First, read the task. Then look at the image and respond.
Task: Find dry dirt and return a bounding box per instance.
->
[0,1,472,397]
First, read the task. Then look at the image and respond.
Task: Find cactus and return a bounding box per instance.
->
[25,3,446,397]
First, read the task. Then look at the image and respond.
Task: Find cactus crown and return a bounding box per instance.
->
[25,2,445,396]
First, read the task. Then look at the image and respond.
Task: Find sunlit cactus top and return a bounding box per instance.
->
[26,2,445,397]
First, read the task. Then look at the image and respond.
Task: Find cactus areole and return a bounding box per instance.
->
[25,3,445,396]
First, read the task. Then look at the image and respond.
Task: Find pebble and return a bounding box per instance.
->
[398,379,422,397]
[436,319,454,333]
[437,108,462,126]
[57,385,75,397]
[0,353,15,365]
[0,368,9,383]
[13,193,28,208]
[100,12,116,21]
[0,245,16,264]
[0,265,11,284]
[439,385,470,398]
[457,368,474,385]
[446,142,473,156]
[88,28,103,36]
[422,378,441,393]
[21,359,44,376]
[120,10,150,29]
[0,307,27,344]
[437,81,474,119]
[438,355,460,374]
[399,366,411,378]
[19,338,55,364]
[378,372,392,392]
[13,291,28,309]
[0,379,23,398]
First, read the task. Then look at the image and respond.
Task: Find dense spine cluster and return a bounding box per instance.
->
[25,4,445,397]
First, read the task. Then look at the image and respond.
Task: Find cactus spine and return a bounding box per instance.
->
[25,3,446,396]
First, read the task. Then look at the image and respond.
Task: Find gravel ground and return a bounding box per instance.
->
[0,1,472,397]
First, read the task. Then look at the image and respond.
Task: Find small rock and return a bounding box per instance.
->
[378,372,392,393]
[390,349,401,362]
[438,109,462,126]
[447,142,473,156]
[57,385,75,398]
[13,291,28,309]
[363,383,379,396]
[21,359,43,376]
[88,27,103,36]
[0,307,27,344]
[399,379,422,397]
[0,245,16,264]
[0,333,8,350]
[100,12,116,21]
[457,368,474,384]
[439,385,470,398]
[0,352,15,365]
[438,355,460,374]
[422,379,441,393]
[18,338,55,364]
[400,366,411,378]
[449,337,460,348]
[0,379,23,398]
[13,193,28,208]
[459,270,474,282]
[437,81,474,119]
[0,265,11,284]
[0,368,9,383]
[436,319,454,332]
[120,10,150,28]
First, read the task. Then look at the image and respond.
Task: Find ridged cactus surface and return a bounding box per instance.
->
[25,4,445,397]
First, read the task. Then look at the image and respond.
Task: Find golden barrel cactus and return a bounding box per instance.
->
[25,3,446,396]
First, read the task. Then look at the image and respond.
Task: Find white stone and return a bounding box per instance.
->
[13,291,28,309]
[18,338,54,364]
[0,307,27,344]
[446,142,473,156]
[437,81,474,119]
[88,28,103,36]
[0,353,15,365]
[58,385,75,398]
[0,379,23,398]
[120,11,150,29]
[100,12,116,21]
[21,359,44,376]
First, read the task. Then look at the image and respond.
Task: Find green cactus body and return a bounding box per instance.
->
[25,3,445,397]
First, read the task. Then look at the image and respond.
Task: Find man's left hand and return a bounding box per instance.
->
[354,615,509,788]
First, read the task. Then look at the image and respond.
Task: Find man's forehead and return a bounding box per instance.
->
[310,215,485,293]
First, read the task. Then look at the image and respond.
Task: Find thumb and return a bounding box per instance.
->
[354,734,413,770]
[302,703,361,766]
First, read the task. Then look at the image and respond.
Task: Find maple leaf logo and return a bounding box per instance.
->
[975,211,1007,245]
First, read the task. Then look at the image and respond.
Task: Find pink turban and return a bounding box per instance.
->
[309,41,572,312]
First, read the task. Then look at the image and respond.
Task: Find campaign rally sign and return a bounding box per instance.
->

▶ _Exercise goal_: Could you find every line in the records above that contains the word "cactus" and copy it?

▶ _Solution to this problem_:
Task: Find cactus and return a bounding box per instance.
Task: Find cactus crown and return a bounding box per instance.
Task: Find sunlit cactus top and return a bounding box per instance.
Task: Find cactus areole and return a bounding box per instance.
Task: Find cactus spine and return a bounding box per instance.
Task: Find ridged cactus surface and return a bounding box per instance.
Task: Find golden barrel cactus and return a bounding box per instance.
Task: Find green cactus body and return a bounding box per instance.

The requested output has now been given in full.